[[ Data for review, beginning ]]

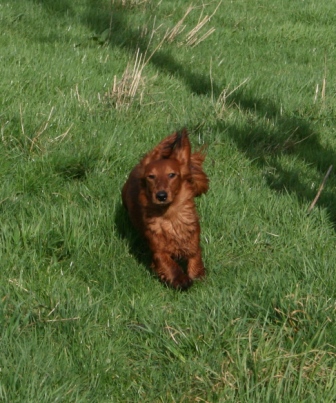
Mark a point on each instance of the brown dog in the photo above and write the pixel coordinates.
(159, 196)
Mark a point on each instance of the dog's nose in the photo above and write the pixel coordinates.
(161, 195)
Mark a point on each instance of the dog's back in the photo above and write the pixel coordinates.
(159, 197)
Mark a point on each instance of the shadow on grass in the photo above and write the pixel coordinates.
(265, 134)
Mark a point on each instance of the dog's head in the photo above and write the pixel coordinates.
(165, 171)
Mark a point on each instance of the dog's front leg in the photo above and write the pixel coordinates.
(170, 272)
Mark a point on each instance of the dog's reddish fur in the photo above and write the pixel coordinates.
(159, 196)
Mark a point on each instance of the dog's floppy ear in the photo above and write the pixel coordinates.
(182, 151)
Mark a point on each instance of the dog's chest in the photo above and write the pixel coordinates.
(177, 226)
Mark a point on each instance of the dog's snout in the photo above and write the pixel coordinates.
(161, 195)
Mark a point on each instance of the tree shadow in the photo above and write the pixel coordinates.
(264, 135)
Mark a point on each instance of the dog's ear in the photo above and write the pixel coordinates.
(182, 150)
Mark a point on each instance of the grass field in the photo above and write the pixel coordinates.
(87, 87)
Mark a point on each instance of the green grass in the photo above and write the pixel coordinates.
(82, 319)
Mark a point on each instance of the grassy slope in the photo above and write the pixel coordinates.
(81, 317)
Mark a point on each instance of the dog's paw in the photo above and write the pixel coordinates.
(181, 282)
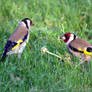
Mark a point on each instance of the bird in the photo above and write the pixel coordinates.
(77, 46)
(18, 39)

[[ Data for review, end ]]
[[ Data for review, beginning ]]

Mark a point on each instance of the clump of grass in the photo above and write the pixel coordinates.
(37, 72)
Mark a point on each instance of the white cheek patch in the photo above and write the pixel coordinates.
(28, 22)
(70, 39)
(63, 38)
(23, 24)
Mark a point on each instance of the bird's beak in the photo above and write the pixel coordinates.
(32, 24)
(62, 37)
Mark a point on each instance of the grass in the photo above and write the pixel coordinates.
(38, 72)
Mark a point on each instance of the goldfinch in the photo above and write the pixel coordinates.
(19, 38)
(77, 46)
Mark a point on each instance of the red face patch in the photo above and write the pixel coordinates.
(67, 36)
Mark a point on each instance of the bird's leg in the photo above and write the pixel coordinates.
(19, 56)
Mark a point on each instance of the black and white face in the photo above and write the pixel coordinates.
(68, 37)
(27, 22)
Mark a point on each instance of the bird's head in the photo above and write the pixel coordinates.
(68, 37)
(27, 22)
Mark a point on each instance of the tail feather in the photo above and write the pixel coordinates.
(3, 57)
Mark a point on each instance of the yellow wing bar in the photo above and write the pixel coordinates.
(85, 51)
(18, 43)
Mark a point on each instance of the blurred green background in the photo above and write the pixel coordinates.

[[ Data for review, end ]]
[[ Data for review, beginning ]]

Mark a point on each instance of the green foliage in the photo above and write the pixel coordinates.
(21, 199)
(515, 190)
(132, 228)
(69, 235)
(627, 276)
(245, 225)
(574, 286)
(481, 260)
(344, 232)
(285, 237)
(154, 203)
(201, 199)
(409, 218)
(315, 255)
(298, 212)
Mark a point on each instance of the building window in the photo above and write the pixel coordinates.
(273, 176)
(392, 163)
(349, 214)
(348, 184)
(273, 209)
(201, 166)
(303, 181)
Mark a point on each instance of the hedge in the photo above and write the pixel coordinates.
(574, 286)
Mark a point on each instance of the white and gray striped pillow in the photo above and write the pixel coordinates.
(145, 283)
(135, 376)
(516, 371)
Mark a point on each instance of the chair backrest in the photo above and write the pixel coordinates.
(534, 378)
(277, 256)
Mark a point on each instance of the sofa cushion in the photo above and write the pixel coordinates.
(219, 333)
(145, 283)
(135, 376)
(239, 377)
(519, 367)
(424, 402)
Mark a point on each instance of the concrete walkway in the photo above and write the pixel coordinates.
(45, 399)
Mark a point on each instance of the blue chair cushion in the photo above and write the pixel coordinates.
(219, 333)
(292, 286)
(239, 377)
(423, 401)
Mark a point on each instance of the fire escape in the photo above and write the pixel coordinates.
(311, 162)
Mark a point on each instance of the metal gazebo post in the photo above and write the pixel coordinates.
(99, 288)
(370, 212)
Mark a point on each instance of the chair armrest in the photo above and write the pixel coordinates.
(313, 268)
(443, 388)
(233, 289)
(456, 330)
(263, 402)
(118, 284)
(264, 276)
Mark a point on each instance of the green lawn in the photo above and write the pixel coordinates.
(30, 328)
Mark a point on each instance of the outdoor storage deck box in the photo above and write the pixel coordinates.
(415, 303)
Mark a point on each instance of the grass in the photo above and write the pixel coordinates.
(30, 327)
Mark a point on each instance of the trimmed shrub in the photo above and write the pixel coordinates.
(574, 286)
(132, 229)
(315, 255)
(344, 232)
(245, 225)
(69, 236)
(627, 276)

[[ Data for review, end ]]

Work item
Set down, exactly as they appear above, all lines from the one that has "Mark a point on each instance of the bird's beak" down to the one that has "Mark a point on each instance of the blurred", including those two and no others.

Result of the task
Mark a point on each instance of the bird's beak in the photo above and write the pixel coordinates.
(32, 24)
(62, 37)
Mark a point on each instance of the grass in the photo above and write the pixel coordinates.
(38, 72)
Mark a point on each instance of the goldfinch in the photo above and write the pixel coordinates.
(19, 38)
(77, 46)
Mark a point on each instance of the red face patch in the photo above and write the pixel coordinates.
(67, 36)
Mark a point on each instance of the bird's leg in the photo above and write the pixel coordinates.
(19, 56)
Mark a point on each instance of the black and white face in the photo above and write the pixel coordinates.
(68, 37)
(27, 22)
Mark a point on each instance of the bird's head in the photo above and write the pixel coordinates.
(68, 37)
(27, 22)
Mark a point on each instance of the tail feather in the photo above and write the pixel coordinates.
(3, 57)
Mark a point on each instance of the yellow wing bar in the photo above and write the pixel coordinates.
(85, 51)
(18, 43)
Mark a point on each instance of the blurred green background in the photo above and write the pixel coordinates.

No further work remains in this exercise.